## Постановка задачи a
Изложи суть отрывка о времени в музыке Баха в двух предложениях.

## Исходный текст
______

В каждом произведении Баха есть свои «часы», от­меряющие равные доли объективного времени. Это проявляется в равномерной пульсации ритмических долей, не нарушаемой и не изменяемой до конца про­изведения и выражающейся в каком-нибудь элементе музыкальной ткани или в комбинации этих элемен­тов. Правда, этот всеобщий порядок бывает часто пре­рываем в самом конце произведения перед каденцией, что вызывается израсходованием энергии тематичес­кой ячейки: в эти моменты прекращается равномер­ная ритмическая пульсация, прерывается тематичес-

[136]

кое развитие. Нарушение течения времени — катаст­рофа, отрицающая существование предметов явлен­ного мира. Вместо логического развития тематичес­кой ячейки появляются импровизационные пассажи, иногда вне всякой ритмической пульсации. Хаос и произвол! Но заключительная каденция восстанавли­вает гармонию мироздания. Возможность такого вре­менного «срыва» порождает иногда целые произведе­ния, лишенные общей ритмической пульсации и общей тематической ячейки. Эти импровизации никог­да не бывают самостоятельными, но входят в цикл с фугой, так что прекращение пульсации не может быть всеобщим, это всегда частный случай.

______

## Входные данные
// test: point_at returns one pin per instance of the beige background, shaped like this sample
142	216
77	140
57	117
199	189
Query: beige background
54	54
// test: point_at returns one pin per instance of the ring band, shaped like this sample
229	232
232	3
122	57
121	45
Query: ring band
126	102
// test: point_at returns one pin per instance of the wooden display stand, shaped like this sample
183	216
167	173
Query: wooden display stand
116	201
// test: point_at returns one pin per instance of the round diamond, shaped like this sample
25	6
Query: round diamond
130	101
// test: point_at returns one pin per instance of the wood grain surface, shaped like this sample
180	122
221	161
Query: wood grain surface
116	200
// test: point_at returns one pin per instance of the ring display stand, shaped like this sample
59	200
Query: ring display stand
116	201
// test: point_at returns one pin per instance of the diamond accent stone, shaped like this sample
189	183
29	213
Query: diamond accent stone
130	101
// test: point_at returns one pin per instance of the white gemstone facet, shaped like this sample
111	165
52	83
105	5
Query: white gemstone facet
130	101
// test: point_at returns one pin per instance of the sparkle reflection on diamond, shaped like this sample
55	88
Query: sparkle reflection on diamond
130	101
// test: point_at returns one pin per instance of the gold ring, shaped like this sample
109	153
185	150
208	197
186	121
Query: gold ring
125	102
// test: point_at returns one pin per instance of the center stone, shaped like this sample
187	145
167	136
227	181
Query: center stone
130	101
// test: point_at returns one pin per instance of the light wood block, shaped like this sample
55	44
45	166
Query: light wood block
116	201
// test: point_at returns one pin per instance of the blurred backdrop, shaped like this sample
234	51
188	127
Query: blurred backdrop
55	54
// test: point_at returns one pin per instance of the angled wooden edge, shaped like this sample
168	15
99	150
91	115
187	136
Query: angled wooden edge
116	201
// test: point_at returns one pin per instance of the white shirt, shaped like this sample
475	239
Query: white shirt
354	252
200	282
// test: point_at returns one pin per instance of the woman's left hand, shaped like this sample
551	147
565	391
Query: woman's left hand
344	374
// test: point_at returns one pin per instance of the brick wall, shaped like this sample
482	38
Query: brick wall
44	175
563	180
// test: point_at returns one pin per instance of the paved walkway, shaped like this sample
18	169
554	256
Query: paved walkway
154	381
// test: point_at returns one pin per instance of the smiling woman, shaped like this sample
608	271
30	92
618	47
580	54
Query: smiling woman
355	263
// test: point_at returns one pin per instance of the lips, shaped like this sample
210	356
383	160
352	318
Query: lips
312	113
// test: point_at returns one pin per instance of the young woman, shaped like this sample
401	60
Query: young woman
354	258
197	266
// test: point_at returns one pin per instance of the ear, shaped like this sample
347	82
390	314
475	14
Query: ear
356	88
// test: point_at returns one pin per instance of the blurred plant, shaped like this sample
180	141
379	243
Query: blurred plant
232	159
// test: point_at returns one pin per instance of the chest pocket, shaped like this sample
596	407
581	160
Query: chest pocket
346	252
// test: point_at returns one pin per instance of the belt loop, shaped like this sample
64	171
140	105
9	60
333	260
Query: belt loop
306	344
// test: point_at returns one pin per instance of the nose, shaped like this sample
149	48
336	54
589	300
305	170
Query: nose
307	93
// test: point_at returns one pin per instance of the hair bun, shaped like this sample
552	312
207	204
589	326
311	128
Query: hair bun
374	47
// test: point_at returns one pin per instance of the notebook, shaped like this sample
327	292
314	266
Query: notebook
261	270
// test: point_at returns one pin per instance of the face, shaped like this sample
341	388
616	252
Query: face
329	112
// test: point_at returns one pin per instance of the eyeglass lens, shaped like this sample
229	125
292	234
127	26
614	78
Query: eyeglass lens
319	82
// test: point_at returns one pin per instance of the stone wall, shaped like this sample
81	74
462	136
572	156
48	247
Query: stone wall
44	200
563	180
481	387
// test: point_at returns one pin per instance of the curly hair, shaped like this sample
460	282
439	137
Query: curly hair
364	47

______

## Постановка задачи b
Извлеки из приведенных выше записей все строки, в которых встречается строка «grain».

## Письменное решение a
В каждом произведении Баха равномерная пульсация ритмических долей отмеряет объективное время, но в самом конце, перед каденцией, она часто прерывается. Тогда вместо развития тематической ячейки появляются импровизационные пассажи, а заключительная каденция восстанавливает гармонию; такие импровизации никогда не бывают самостоятельными и входят в цикл с фугой.

## Письменное решение b
// test: point_at returns one pin per instance of the wood grain surface, shaped like this sample
Query: wood grain surface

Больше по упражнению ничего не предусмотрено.